* [Dataset entries]

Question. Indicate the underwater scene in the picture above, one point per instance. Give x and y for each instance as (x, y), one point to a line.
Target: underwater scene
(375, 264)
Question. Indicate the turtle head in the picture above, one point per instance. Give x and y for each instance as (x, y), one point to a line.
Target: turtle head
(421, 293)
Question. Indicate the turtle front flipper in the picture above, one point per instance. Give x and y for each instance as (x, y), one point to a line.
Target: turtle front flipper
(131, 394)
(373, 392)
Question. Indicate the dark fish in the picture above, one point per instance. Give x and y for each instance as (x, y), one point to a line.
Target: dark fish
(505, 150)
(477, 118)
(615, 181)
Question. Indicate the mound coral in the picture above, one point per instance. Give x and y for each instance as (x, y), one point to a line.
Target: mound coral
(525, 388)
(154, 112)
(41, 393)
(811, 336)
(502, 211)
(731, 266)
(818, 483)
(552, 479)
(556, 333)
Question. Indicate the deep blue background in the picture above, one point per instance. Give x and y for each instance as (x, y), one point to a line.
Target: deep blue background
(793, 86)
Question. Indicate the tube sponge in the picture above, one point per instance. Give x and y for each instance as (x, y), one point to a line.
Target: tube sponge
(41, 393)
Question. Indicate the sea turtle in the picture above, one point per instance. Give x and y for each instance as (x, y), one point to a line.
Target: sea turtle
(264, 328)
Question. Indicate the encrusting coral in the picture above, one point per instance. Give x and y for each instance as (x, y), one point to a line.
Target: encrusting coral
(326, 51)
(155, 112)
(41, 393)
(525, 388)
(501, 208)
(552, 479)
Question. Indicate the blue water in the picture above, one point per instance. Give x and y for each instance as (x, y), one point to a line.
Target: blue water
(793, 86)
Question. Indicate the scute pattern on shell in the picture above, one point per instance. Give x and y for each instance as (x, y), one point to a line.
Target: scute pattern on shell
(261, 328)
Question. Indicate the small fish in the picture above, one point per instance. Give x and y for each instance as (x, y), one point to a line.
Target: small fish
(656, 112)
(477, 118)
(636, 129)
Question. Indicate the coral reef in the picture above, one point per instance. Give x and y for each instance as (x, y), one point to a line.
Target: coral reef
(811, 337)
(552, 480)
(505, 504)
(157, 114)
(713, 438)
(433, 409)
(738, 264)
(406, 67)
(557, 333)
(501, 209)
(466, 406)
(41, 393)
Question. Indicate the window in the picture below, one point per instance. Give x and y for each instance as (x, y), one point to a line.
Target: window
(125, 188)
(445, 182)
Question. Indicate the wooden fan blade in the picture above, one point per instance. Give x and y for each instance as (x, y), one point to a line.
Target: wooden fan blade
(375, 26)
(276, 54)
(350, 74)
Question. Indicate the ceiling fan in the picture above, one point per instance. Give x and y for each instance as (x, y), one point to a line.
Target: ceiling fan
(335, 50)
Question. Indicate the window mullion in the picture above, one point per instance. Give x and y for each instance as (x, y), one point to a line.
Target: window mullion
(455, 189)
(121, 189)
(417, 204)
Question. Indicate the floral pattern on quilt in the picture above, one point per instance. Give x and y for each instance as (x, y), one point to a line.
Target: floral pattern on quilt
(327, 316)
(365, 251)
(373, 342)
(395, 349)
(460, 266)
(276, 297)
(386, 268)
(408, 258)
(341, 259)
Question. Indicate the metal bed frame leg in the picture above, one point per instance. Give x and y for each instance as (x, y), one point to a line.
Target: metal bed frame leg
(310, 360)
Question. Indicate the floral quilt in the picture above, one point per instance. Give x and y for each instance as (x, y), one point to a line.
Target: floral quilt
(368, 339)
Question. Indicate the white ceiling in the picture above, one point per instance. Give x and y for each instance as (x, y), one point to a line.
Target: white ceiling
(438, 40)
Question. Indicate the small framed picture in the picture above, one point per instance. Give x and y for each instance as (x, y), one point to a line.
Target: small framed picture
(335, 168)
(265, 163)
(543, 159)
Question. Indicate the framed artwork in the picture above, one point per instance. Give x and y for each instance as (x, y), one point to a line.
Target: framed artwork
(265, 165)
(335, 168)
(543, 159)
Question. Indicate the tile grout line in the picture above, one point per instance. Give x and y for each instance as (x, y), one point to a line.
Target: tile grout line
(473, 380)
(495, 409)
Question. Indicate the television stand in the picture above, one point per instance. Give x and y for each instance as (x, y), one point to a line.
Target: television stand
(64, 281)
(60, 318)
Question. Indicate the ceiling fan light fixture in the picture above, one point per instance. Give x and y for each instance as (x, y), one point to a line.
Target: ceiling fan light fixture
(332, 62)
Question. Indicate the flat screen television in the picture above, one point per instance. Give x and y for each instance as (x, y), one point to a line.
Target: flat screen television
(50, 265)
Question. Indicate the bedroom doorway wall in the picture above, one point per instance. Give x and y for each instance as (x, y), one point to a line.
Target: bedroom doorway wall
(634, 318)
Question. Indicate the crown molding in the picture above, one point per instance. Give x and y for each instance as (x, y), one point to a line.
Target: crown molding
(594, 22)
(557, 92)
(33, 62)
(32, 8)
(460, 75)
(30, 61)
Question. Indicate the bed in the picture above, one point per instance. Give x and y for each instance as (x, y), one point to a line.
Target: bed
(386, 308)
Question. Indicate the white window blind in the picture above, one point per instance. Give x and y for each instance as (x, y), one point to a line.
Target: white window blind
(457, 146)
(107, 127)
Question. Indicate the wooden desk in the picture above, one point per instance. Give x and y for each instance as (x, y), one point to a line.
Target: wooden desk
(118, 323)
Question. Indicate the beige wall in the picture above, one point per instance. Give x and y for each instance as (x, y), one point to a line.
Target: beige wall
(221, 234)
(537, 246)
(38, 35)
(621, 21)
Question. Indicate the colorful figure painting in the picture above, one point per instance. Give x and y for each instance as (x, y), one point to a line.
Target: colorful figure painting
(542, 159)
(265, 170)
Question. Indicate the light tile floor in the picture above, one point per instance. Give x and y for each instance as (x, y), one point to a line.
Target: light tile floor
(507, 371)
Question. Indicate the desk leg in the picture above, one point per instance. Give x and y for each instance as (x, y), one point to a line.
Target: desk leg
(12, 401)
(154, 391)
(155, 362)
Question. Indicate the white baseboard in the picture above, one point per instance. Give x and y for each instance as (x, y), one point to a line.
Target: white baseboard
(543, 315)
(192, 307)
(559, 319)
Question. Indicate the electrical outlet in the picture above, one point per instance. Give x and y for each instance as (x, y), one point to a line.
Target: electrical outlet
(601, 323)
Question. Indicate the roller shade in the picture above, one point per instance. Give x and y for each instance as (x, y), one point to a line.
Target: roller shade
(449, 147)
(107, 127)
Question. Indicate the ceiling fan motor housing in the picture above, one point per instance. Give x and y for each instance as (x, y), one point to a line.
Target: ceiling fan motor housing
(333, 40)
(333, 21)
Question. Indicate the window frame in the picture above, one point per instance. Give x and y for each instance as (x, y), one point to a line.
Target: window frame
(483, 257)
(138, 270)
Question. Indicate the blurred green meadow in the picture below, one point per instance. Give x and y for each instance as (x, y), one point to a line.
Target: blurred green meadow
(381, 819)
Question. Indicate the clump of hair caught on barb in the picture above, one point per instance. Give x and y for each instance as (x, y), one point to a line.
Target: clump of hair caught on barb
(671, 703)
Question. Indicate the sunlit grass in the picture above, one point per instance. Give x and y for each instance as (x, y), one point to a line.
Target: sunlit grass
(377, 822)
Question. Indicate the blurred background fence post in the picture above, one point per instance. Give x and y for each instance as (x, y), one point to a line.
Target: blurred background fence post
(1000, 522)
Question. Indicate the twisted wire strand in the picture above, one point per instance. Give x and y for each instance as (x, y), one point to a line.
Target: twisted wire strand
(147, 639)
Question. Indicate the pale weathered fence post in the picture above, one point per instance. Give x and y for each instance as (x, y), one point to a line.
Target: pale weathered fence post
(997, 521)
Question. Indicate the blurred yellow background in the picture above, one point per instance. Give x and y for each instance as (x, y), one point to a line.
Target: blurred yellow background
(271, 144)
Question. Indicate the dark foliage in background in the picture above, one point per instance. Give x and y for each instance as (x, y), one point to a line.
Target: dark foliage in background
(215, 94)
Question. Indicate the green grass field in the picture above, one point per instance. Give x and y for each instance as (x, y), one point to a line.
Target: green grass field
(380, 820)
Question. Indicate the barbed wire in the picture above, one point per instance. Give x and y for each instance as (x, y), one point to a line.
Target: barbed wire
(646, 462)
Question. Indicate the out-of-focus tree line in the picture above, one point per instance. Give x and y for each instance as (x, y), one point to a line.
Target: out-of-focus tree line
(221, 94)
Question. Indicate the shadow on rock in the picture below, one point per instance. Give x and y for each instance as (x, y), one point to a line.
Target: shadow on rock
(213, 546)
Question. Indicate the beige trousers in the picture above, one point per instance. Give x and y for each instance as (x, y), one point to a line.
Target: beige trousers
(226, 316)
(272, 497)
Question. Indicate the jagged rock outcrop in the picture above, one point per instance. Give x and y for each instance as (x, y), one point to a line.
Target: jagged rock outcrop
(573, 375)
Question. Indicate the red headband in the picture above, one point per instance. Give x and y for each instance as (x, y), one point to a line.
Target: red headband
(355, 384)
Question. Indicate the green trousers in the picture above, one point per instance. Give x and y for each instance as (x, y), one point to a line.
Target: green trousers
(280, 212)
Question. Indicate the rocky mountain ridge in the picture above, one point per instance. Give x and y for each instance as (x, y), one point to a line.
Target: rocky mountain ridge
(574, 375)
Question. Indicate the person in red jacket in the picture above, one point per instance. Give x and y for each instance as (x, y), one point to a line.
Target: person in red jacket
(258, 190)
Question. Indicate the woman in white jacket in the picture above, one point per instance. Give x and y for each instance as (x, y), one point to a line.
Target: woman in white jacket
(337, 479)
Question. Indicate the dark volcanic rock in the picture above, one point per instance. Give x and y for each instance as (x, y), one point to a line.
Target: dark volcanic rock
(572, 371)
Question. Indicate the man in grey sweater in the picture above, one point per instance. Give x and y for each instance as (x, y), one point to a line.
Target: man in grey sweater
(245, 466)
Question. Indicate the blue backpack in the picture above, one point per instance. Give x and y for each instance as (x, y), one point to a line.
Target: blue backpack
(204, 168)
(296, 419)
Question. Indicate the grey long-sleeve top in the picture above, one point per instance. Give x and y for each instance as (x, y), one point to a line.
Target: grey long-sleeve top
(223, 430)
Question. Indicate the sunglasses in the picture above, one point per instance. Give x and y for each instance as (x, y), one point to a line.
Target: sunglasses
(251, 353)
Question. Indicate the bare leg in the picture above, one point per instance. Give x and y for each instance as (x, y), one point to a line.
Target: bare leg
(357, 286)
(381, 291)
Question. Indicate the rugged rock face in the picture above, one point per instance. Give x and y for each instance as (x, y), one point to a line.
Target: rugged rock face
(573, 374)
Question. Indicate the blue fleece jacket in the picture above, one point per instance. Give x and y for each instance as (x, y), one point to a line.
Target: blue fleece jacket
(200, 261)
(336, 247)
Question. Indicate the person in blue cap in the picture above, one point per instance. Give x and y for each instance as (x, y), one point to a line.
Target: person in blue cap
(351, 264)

* [Your instructions]
All lines above between those holding "Target: sea turtle" and "Question. Indicate the wooden fan", inclusive, must be set down unchanged, and no other line may be included.

* [Reply to the task]
Target: sea turtle
(264, 328)
Question. Indicate the encrusting coral in the picture above, one point per instance. Give x and y for each instance as (x, y), one point to a line.
Target: encrusting coral
(326, 51)
(155, 112)
(41, 393)
(525, 388)
(501, 208)
(552, 479)
Question. Indicate the blue water in the picture above, one point per instance. Give x and y for each instance as (x, y), one point to a line.
Target: blue water
(793, 86)
Question. Indicate the scute pattern on shell in the picture above, one point per instance. Give x and y for each instance as (x, y), one point to a line.
Target: scute pattern on shell
(261, 328)
Question. Indicate the small fish in the picture above, one point per instance. Give x and y for each instance as (x, y), one point to a line.
Target: small fish
(656, 112)
(477, 118)
(636, 129)
Question. Indicate the coral reef in the picture above, one point per instance. Give x and y for each instance as (x, y), one point to a line.
Target: coral reef
(811, 337)
(552, 480)
(505, 504)
(157, 114)
(713, 438)
(433, 409)
(738, 264)
(406, 67)
(557, 333)
(501, 209)
(466, 406)
(41, 393)
Question. Indicate the window in the picture below, one point per instance. Give x and y for each instance as (x, y), one point to a line.
Target: window
(125, 188)
(445, 182)
Question. Indicate the wooden fan blade in the picture above, one point per instance. Give x and y for each instance as (x, y), one point to a line.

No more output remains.